■ PASSAGE
Prison Ministry India (PMI), a national voluntary organisation, has been assisting prison officials carry out the phased release of prisoners during the pandemic, and has also acted as a bridge between prisoners and their families. “It has been a challenging time with overcrowding in jails posing a threat during the pandemic. We decided to help prison officials as they worked towards releasing the prisoners…,” said Father Wilfred Fernandes, state and central region coordinator of PMI.
According to data from the state Department of Prisons and Correctional Services, till August, a total of 10,467 prisoners have been released across the state on emergency parole and temporary bail as part of efforts to decongest jails and prevent the spread of coronavirus disease. Currently, there are 26,363 inmates across 47 jails of Maharashtra. “We are getting help from NGOs and lawyers,” said a state prison official.
Through its 850 branches and 8,000 volunteers, PMI serves 1,339 prisons across India. It has 20 rehabilitation centres across India for prisoners, women and children. As part of PMI’s initiative — Reform to reintegrate — the NGO has provided legal assistance, bail payments, security deposits, resettlement funds and support to 11 prisoners from both the men and women’s jails at Yerawada.
“We worked with prison officials to help release the prisoners. The inmates gave us contact numbers of their close relatives when we met them at the temporary jails set up near Yerawada jail . Sometimes the relatives were reluctant and refused to acknowledge that anyone was in prison. We had to talk to them and tell them about the steps taken by the Prison department to release the prisoners on emergency parole. These interventions took time but helped in connecting with several prisoners’ families,” said Father Wilfred.
Citing the example of Savant (name changed), who was imprisoned on charges of murder and was released from Yeravada jail recently, volunteers from PMI-Pune said they have been closely involved in his release and reintegration. “… Savant felt overwhelmed by yet another lockdown in his life and did not have any other means of livelihood,” said Anthony Jacob, a volunteer with PMI-Pune. The organisation gave Rs 25,000 to Savant, so that he could start a garment business in his hometown.
On August 16, PMI-Pune will celebrate ‘Prison Ministry Sunday’ to commemorate the feast of Saint St. Maximilian Kolbe, the patron saint of prisoners, who had said, “A single act of love makes the soul return to life”.

■ SUPPLIED INFORMATION
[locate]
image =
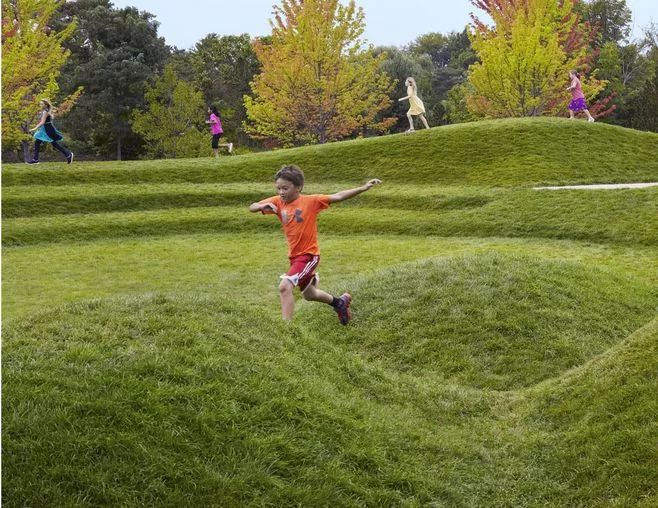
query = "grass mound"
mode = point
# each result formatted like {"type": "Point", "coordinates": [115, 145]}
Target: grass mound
{"type": "Point", "coordinates": [494, 321]}
{"type": "Point", "coordinates": [180, 401]}
{"type": "Point", "coordinates": [523, 151]}
{"type": "Point", "coordinates": [599, 426]}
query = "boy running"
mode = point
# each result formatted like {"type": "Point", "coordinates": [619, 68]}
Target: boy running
{"type": "Point", "coordinates": [298, 216]}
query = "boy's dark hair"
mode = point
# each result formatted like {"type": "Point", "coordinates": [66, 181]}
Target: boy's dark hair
{"type": "Point", "coordinates": [292, 173]}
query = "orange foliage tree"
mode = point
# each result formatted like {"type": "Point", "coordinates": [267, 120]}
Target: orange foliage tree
{"type": "Point", "coordinates": [318, 83]}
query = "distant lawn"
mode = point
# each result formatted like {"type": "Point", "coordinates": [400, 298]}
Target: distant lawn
{"type": "Point", "coordinates": [503, 349]}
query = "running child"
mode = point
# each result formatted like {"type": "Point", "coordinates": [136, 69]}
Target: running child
{"type": "Point", "coordinates": [298, 216]}
{"type": "Point", "coordinates": [416, 106]}
{"type": "Point", "coordinates": [217, 131]}
{"type": "Point", "coordinates": [45, 132]}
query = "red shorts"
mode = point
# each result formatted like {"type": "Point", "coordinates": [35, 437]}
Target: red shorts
{"type": "Point", "coordinates": [302, 270]}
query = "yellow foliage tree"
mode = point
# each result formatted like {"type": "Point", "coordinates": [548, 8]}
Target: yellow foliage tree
{"type": "Point", "coordinates": [524, 59]}
{"type": "Point", "coordinates": [32, 56]}
{"type": "Point", "coordinates": [317, 82]}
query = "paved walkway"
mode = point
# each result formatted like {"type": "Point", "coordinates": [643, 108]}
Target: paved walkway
{"type": "Point", "coordinates": [602, 186]}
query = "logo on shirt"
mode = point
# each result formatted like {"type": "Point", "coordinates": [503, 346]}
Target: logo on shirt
{"type": "Point", "coordinates": [297, 217]}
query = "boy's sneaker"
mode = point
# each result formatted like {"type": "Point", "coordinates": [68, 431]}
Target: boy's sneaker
{"type": "Point", "coordinates": [343, 308]}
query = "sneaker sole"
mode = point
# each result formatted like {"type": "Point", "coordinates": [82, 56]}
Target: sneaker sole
{"type": "Point", "coordinates": [348, 312]}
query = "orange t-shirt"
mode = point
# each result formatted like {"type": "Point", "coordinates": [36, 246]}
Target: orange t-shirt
{"type": "Point", "coordinates": [299, 221]}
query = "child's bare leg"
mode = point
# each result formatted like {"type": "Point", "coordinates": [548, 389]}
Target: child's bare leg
{"type": "Point", "coordinates": [287, 299]}
{"type": "Point", "coordinates": [411, 122]}
{"type": "Point", "coordinates": [315, 294]}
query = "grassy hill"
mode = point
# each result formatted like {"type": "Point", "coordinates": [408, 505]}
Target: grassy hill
{"type": "Point", "coordinates": [503, 350]}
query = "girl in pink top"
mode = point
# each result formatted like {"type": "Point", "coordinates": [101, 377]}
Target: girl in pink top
{"type": "Point", "coordinates": [577, 97]}
{"type": "Point", "coordinates": [217, 131]}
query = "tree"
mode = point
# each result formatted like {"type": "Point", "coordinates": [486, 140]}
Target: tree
{"type": "Point", "coordinates": [113, 54]}
{"type": "Point", "coordinates": [32, 56]}
{"type": "Point", "coordinates": [526, 56]}
{"type": "Point", "coordinates": [451, 56]}
{"type": "Point", "coordinates": [612, 19]}
{"type": "Point", "coordinates": [172, 125]}
{"type": "Point", "coordinates": [317, 82]}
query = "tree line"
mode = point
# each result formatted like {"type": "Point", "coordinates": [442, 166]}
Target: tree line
{"type": "Point", "coordinates": [123, 93]}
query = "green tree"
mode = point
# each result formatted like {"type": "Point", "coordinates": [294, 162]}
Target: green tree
{"type": "Point", "coordinates": [32, 56]}
{"type": "Point", "coordinates": [172, 125]}
{"type": "Point", "coordinates": [451, 56]}
{"type": "Point", "coordinates": [317, 82]}
{"type": "Point", "coordinates": [113, 54]}
{"type": "Point", "coordinates": [525, 58]}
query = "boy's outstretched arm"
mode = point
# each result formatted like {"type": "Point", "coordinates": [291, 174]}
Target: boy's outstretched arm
{"type": "Point", "coordinates": [265, 208]}
{"type": "Point", "coordinates": [350, 193]}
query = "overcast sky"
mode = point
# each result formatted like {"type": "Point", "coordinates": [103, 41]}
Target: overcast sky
{"type": "Point", "coordinates": [388, 22]}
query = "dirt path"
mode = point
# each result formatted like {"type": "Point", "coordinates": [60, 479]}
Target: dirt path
{"type": "Point", "coordinates": [602, 186]}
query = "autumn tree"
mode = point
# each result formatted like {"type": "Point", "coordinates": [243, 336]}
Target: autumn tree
{"type": "Point", "coordinates": [317, 83]}
{"type": "Point", "coordinates": [525, 57]}
{"type": "Point", "coordinates": [172, 125]}
{"type": "Point", "coordinates": [32, 56]}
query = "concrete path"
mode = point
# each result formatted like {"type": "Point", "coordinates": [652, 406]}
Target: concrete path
{"type": "Point", "coordinates": [602, 186]}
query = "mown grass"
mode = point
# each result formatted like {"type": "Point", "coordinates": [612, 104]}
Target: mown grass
{"type": "Point", "coordinates": [497, 153]}
{"type": "Point", "coordinates": [502, 352]}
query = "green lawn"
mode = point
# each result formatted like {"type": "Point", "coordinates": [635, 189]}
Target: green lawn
{"type": "Point", "coordinates": [503, 351]}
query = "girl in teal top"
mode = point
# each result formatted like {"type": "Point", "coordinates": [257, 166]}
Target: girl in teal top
{"type": "Point", "coordinates": [45, 132]}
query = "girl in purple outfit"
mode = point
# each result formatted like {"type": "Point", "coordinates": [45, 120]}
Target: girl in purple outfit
{"type": "Point", "coordinates": [217, 131]}
{"type": "Point", "coordinates": [577, 97]}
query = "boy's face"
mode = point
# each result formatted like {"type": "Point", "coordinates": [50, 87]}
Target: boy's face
{"type": "Point", "coordinates": [287, 190]}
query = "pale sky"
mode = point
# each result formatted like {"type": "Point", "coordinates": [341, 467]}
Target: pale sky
{"type": "Point", "coordinates": [388, 22]}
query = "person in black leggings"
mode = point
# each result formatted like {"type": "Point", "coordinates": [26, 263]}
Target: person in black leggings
{"type": "Point", "coordinates": [45, 132]}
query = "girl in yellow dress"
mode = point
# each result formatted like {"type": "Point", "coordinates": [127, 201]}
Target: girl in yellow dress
{"type": "Point", "coordinates": [416, 107]}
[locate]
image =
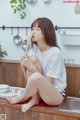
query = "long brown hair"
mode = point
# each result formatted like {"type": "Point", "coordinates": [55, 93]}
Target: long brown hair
{"type": "Point", "coordinates": [47, 29]}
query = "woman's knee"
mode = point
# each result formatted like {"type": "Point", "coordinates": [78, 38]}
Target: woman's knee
{"type": "Point", "coordinates": [35, 78]}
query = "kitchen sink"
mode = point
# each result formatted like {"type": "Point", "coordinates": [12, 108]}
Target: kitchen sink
{"type": "Point", "coordinates": [71, 104]}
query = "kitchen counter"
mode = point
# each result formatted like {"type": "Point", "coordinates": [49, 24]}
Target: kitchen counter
{"type": "Point", "coordinates": [46, 110]}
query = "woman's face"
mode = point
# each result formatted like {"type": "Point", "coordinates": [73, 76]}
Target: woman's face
{"type": "Point", "coordinates": [37, 34]}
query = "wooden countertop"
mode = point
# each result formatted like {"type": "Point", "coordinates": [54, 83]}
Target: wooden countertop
{"type": "Point", "coordinates": [17, 61]}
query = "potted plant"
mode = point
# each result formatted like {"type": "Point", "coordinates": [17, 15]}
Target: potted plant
{"type": "Point", "coordinates": [2, 53]}
{"type": "Point", "coordinates": [19, 6]}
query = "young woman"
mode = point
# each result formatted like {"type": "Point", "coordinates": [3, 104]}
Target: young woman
{"type": "Point", "coordinates": [43, 67]}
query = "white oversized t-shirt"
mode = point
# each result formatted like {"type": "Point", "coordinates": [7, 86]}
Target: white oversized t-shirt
{"type": "Point", "coordinates": [52, 65]}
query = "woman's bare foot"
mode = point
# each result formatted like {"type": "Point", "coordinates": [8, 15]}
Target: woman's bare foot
{"type": "Point", "coordinates": [28, 105]}
{"type": "Point", "coordinates": [15, 99]}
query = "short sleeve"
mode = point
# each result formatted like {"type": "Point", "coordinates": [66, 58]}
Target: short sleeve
{"type": "Point", "coordinates": [55, 65]}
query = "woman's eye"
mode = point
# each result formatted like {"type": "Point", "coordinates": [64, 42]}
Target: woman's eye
{"type": "Point", "coordinates": [38, 29]}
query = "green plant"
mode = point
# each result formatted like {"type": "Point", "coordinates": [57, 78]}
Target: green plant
{"type": "Point", "coordinates": [2, 53]}
{"type": "Point", "coordinates": [19, 6]}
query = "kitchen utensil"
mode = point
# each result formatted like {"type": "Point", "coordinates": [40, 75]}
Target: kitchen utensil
{"type": "Point", "coordinates": [17, 39]}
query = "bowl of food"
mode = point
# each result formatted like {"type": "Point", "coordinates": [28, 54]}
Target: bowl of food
{"type": "Point", "coordinates": [4, 88]}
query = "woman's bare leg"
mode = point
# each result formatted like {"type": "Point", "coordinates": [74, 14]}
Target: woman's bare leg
{"type": "Point", "coordinates": [27, 73]}
{"type": "Point", "coordinates": [32, 102]}
{"type": "Point", "coordinates": [38, 83]}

■ WORK ITEM A
Answer these from the Prison Ministry India article:
(i) How many prisoners had been released across the state on emergency parole and temporary bail till August?
(ii) How many rehabilitation centres does PMI have across India?
(iii) What amount did the organisation give Savant to start a garment business?
■ WORK ITEM B
Reproduce the Prison Ministry India article verbatim from "According to data" up to and including "state prison official.".

■ TASK OUTPUT A
(i) 10,467
(ii) 20
(iii) Rs 25,000

■ TASK OUTPUT B
According to data from the state Department of Prisons and Correctional Services, till August, a total of 10,467 prisoners have been released across the state on emergency parole and temporary bail as part of efforts to decongest jails and prevent the spread of coronavirus disease. Currently, there are 26,363 inmates across 47 jails of Maharashtra. “We are getting help from NGOs and lawyers,” said a state prison official.